Former Mass Media Fellows say the program helped them launch new and sometimes unexpected careers. | AAAS/Carla Schaffer

Erika Engelhaupt remembers the joy and trepidation of her first days in the newsroom of The Philadelphia Inquirer as a AAAS Mass Media Science & Engineering Fellow in the summer of 2006.

Asked by her editor whether her first story deserved to be on Page 1, she began to explain the importance of a new fossil bird discovered in China by Philadelphia-area researchers. With only minutes before the meeting to decide the day's top stories, the editor asked Engelhaupt for her first paragraph, or 'lede' in newspaper parlance.

"It turns out that the mother of all birds was kind of a loon," Engelhaupt had written.

The editor loved it, the story made Page 1, and Engelhaupt's transition from environmental studies to a career in science writing was nicely underway.

She and many other alumni of the Mass Media Fellows program gathered at AAAS on 2 June to reminisce about their experiences and praise the program on the occasion of its 40th anniversary. They also celebrated the 10th anniversary of the Minority Science Writers Internship program for undergraduates at Science magazine.

Both programs give science-savvy students an opportunity to learn first-hand about science writing from working journalists during summer reporting jobs at newspapers, magazines, broadcast outlets and online sites.

The Mass Media Science & Engineering Fellows program has welcomed 620 participants since 1974, and many of them have gone on to distinguished careers in journalism and science communication. Those who have remained in the science professions have used their writing and reporting skills to better communicate their work to colleagues and the wider public.

### [Data shown]
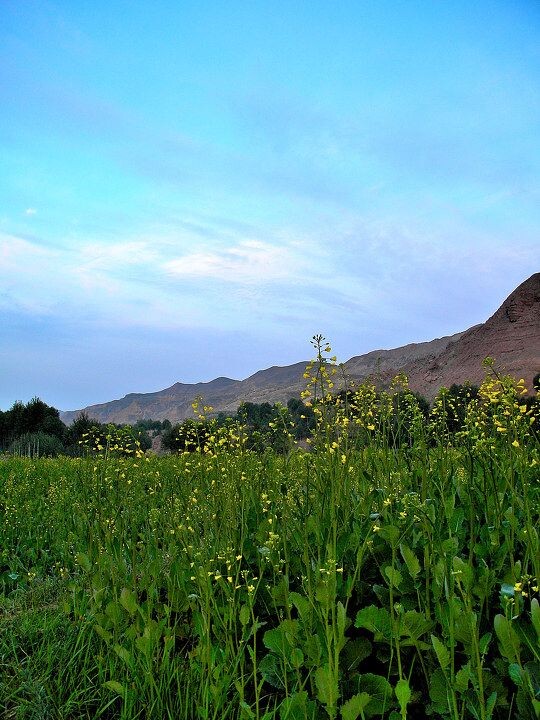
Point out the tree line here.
[0,373,540,457]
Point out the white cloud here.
[163,240,300,285]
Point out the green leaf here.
[395,678,411,713]
[75,553,92,572]
[358,673,393,718]
[94,625,112,642]
[401,610,435,641]
[431,635,450,670]
[315,665,339,707]
[486,690,497,720]
[259,653,284,689]
[289,648,304,669]
[494,615,520,663]
[240,605,251,627]
[113,644,133,666]
[120,588,139,615]
[315,580,333,605]
[478,633,493,655]
[384,565,403,590]
[399,544,421,580]
[341,637,373,672]
[103,680,126,695]
[508,663,523,687]
[105,600,124,625]
[429,668,449,713]
[289,592,311,618]
[341,693,371,720]
[454,663,471,694]
[278,690,316,720]
[377,525,401,546]
[531,598,540,643]
[354,605,392,640]
[452,555,474,590]
[336,602,347,650]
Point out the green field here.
[0,365,540,720]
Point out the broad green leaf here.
[394,678,411,712]
[358,673,393,718]
[278,690,316,720]
[495,615,520,663]
[120,588,139,615]
[263,620,298,656]
[401,610,435,640]
[431,635,450,670]
[384,565,403,590]
[103,680,126,695]
[341,693,371,720]
[399,543,421,580]
[315,665,339,707]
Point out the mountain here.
[61,273,540,423]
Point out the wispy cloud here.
[164,240,300,285]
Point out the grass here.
[0,345,540,720]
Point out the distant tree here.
[287,398,315,440]
[0,397,66,447]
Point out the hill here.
[61,273,540,423]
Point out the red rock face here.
[404,273,540,398]
[61,273,540,423]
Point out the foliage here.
[0,344,540,720]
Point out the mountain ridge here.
[60,273,540,423]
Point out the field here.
[0,363,540,720]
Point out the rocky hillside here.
[61,273,540,423]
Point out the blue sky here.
[0,0,540,409]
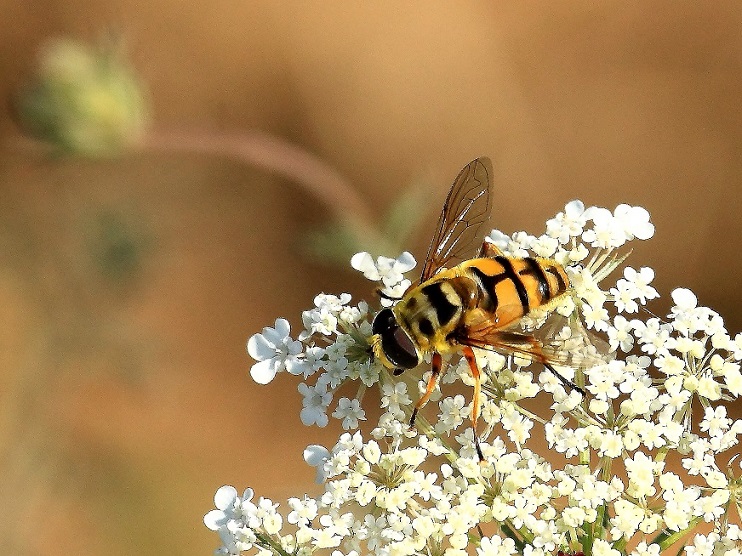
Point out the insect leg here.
[410,351,443,427]
[461,346,484,461]
[543,361,585,396]
[479,241,503,259]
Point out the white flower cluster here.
[211,201,742,556]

### [What is required]
Please state how many participants the Mass Media Science & Engineering Fellows program has welcomed since 1974, according to the passage on the Mass Media Fellows program. The listing is separate material, unrelated to the passage on the Mass Media Fellows program.

### [Answer for this exercise]
620 participants.